# Trouble with Moving Boarding Barns



## DancingArabian (Jul 15, 2011)

There's seriously something in the air lately. This is literally like the tenth case of BO gone wild that I've heard of in the past week.
_Posted via Mobile Device_


----------



## Critter sitter (Jun 2, 2012)

Wow I am just glad you got your Pony. My bo went wild but not this wild.. of course i don't pick my 2 up till tomorrow eeeek


----------



## eclipseranch (May 31, 2012)

Critter sitter said:


> Wow I am just glad you got your Pony. My bo went wild but not this wild.. of course i don't pick my 2 up till tomorrow eeeek


Critter sitter..I sure hope you get your kids out w/o a problem.

where we once boarded, I had heard stories about this kind of thing from other boarders related to this BO so when I moved mine I had the transporter trailer show up while she was teaching a lesson down in the arena. She was so mad when I went in the next day and handed her a check for any outstanding board fee..but she had zero to threaten me with...and my horses were in my possession. she was already angry at me for paying a professional to ride my horse that I wanted no further "issue" with her


----------



## Critter sitter (Jun 2, 2012)

eclipseranch said:


> Critter sitter..I sure hope you get your kids out w/o a problem.
> 
> where we once boarded, I had heard stories about this kind of thing from other boarders related to this BO so when I moved mine I had the transporter trailer show up while she was teaching a lesson down in the arena. She was so mad when I went in the next day and handed her a check for any outstanding board fee..but she had zero to threaten me with...and my horses were in my possession. she was already angry at me for paying a professional to ride my horse that I wanted no further "issue" with her


Went smooth as butter. Thank god.


----------



## Cowgirls Boots (Apr 6, 2011)

It seriously has been 'Bo gone wild week' eek
_Posted via Mobile Device_


----------



## Breella (May 26, 2012)

Sweet Jebus, who is handing out all the crazy kool-aid to the BOs?


----------



## caseymyhorserocks (Apr 5, 2010)

Jeese.

=====

DIRECTIONS -
**1.** Condense the paragraph of the boarding-barn thread that begins "where we once boarded" into a short bulleted list that keeps its main facts.
**2.** Carry the boarding-barn thread forward from its final post.

DATA LINES -
=====

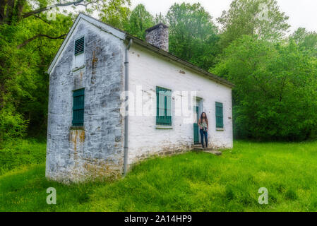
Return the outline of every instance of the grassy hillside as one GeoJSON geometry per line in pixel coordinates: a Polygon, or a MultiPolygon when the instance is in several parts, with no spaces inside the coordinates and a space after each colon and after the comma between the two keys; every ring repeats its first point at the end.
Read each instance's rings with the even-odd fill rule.
{"type": "Polygon", "coordinates": [[[236,141],[222,156],[157,158],[117,182],[71,186],[46,180],[44,143],[29,145],[30,153],[42,147],[42,163],[0,176],[0,211],[317,210],[317,142],[236,141]],[[48,187],[56,189],[56,205],[46,203],[48,187]],[[261,187],[268,205],[258,203],[261,187]]]}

=====

ANSWERS -
**1.**
- Other boarders had told me stories about this barn owner behaving this way.
- When I moved my horses, I had the transporter's trailer arrive while she was teaching a lesson down in the arena.
- The next day I handed her a check for any outstanding board fee, and she was very angry.
- She had nothing to threaten me with, since my horses were already in my possession.
- She was already angry with me for paying a professional to ride my horse, and I wanted no further "issue" with her.

**2.**
Seems every BO around is going crazy!! My friend (D) left this stable because they raised the price from $325 to $450 and that was to much for them. She left with a friend (C). They heard through another friend who boards at the old place after they left that they are never allowed to step foot on the property again. Their old BO went over to their new barn and told their new BM that C was special needs and should never ever be trusted with a horse alone and all this other crap. C has a speech problem! Nothing else.. The BM replied something around that they have plenty adults around the whole time that help anybody who need help, and that C and her family have been nice to them. Some people. OH and then D bought this place down the road from where her old boarding stable is and her old BO keeps all of her horses there on that property for pasture.. As soon as they legally owned the property the BO pulls her horses off their land... And drives over there to tell them that they are welcome to come over and ride any time! Not to mention, she raised the price because of the cost of "food" yet she keeps all the horses on 24/7 pasture.

Didn't mean to hijack your thread atomic, just had to share my story o.o


----------



## TrojanCowgirl (Jun 1, 2012)

I'm sorry to hear about that :/ I wasn't too thrilled with my last boarding experience either. We were keeping my horses at a friends house, we decided it would be best to not be friends anymore and I agreed to come get my horses, when I arrived my mare was tied with her head to the trailer and my boy was spazzing out because he was separated from his herd for the first time and that caused me to not be able to catch him at all. Neither of the horses had a very fun trailer ride to say the least and I never got an apology. Unfortunately, people are just crazy sometimes.


----------



## BlooBabe (Jul 7, 2012)

Oh man I hope everything goes well for you and that you're enjoying the new place.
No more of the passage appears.